◆ Instructions for the task ◆
Answer these questions from the article on scaling cancer.
(a) At which laboratory do the experimentalists working with the DOE team work?
(b) Where does the team's supercomputer time come from?
(c) What does the third, most demanding model simulate?

◆ Source document ◆
--- START ---
Biology

Scaling cancer

Like falling dominos, the cascading processes that control how our body’s cells divide, grow and eventually die usually go as planned, moving smoothly to completion.

One misstep, however – like an out-of-place domino – and the chain breaks. Instead of advancing from beginning to end, the process repeats and cells proliferate into cancerous tumors.

A team from Department of Energy (DOE) laboratories, working with experimentalists at the National Cancer Institute’s Frederick National Laboratory for Cancer Research, is using massive computing power to decipher the misdirected cell protein connections that produce disease. With supercomputer time from the ASCR Leadership Computing Challenge (ALCC), part of DOE’s Advanced Scientific Computing Research program, they’ve developed methods that telescope computer models, linking multiple length scales via machine learning (ML) to rapidly focus on significant interactions.

The code runs thousands of low-resolution but fast simulations drawn from a mathematical sampling of myriad scenarios, uses ML to identify the most interesting outcomes and then passes them to a more precise model. ML further narrows those results and again passes them to the third, most demanding model, which simulates atoms interacting.
--- END ---
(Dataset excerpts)
--- START ---
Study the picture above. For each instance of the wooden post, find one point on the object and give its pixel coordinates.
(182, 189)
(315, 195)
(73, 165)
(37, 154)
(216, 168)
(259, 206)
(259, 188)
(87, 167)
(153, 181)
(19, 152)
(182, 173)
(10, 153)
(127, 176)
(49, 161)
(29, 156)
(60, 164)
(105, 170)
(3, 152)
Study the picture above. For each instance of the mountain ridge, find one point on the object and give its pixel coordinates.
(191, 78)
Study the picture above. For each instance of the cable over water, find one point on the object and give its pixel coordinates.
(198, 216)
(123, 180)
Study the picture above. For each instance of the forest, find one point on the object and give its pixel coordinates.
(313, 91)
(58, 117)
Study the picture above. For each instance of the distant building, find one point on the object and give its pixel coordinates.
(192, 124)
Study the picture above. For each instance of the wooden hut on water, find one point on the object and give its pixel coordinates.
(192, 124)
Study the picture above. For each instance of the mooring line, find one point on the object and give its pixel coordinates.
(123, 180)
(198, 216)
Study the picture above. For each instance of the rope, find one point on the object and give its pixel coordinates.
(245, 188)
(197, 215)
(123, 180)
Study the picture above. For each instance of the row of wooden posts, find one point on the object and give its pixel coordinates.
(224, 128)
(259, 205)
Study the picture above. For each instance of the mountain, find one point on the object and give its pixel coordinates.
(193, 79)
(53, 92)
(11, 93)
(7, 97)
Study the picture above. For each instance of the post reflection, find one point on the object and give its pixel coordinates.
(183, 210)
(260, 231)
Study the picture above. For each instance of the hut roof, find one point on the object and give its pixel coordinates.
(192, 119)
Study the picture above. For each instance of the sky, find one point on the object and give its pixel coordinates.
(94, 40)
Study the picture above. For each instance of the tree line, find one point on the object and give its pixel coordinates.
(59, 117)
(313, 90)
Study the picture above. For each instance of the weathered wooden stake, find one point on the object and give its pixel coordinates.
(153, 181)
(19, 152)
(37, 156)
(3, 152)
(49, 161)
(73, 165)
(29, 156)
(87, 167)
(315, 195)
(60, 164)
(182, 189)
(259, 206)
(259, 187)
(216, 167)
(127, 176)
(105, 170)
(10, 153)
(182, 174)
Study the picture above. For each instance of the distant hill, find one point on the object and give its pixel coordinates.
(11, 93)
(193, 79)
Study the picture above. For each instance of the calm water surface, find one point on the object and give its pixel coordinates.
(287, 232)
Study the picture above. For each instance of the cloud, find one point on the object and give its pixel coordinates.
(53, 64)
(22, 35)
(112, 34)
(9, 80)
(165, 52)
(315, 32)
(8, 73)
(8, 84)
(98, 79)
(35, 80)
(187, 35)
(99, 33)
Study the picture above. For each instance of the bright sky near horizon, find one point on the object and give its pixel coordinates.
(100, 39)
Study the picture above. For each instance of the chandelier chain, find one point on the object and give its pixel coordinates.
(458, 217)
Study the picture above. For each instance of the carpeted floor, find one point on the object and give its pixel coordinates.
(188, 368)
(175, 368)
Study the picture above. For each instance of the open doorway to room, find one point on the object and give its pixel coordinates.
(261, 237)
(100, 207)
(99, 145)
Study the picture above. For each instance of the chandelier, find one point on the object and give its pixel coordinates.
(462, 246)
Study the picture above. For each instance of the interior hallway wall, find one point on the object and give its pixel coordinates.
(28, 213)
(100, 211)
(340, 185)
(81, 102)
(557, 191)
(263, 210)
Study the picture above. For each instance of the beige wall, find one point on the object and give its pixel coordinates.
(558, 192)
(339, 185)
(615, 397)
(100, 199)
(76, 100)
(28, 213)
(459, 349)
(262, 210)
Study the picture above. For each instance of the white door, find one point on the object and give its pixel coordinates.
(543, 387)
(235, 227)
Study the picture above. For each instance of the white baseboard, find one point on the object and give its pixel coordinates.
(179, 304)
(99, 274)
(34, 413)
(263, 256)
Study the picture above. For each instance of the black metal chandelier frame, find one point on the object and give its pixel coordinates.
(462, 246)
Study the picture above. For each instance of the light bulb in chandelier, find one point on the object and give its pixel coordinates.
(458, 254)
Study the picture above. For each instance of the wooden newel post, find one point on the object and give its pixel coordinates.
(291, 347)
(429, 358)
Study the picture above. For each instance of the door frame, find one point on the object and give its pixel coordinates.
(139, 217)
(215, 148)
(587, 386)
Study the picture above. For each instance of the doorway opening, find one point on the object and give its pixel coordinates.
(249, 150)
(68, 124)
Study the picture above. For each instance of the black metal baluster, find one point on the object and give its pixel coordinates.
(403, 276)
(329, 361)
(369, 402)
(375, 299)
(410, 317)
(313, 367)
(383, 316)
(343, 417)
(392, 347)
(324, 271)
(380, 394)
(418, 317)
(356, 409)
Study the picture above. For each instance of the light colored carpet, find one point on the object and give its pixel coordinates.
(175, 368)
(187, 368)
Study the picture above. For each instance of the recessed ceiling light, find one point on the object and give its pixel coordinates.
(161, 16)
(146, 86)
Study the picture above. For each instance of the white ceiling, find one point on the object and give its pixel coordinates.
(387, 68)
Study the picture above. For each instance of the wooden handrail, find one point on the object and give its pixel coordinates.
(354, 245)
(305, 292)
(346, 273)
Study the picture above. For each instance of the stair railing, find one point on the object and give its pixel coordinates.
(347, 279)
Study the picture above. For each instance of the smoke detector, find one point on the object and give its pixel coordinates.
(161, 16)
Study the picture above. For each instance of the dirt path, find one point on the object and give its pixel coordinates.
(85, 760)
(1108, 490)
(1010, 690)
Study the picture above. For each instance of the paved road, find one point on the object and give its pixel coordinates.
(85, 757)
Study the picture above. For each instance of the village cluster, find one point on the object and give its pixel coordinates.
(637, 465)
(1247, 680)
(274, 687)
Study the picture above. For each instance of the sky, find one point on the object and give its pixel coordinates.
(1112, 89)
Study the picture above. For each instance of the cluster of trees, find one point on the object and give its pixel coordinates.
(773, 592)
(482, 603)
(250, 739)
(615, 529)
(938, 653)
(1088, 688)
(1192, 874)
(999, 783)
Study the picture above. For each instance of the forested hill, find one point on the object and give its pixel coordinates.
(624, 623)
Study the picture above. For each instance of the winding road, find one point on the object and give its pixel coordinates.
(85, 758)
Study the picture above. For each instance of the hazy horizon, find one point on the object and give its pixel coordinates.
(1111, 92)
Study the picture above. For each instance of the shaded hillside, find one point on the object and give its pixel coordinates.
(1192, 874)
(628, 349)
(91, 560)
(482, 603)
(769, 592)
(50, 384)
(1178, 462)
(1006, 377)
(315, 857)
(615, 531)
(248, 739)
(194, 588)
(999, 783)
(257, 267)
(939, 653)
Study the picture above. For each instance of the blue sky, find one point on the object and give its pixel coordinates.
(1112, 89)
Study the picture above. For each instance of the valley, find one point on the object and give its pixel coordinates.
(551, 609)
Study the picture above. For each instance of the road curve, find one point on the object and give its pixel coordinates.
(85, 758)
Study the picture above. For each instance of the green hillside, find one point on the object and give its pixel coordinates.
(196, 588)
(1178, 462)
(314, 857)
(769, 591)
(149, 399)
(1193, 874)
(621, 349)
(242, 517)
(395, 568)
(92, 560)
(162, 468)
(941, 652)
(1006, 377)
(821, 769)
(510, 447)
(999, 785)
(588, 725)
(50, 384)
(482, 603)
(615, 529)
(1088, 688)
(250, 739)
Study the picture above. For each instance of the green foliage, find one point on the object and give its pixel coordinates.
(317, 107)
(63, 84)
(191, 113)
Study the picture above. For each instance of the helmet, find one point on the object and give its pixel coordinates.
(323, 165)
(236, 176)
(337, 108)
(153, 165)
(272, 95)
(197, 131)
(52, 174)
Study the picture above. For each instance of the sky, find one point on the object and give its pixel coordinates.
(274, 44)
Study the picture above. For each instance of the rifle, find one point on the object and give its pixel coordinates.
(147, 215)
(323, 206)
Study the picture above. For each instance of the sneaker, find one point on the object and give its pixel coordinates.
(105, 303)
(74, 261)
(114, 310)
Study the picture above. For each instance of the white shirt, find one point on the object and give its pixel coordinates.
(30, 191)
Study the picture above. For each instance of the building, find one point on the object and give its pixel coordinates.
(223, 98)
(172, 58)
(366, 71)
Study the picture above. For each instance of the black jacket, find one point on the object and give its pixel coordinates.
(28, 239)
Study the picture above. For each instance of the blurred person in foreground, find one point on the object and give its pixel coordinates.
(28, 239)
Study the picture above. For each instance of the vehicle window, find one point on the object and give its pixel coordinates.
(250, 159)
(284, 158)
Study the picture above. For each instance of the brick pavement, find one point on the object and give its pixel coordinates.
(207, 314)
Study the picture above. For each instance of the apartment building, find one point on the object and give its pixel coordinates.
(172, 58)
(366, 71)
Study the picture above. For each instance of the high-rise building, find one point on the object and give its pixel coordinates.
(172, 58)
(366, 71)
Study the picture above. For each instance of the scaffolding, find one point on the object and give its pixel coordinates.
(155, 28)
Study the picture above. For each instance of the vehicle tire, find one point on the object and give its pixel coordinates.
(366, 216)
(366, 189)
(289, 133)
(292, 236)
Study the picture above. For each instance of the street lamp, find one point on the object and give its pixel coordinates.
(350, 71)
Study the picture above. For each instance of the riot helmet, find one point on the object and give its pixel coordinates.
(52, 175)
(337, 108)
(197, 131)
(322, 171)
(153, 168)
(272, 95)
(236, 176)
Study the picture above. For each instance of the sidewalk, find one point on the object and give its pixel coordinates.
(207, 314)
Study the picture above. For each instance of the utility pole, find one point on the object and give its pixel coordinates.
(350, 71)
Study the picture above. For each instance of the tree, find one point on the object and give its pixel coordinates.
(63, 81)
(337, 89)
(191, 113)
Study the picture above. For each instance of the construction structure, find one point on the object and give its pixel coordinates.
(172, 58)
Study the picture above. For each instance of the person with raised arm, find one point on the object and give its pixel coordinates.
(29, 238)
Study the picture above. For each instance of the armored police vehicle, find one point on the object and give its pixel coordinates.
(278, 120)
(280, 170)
--- END ---
◆ Answer to the exercise ◆
(a) The National Cancer Institute's Frederick National Laboratory for Cancer Research
(b) The ASCR Leadership Computing Challenge (ALCC), part of DOE's Advanced Scientific Computing Research program
(c) Atoms interacting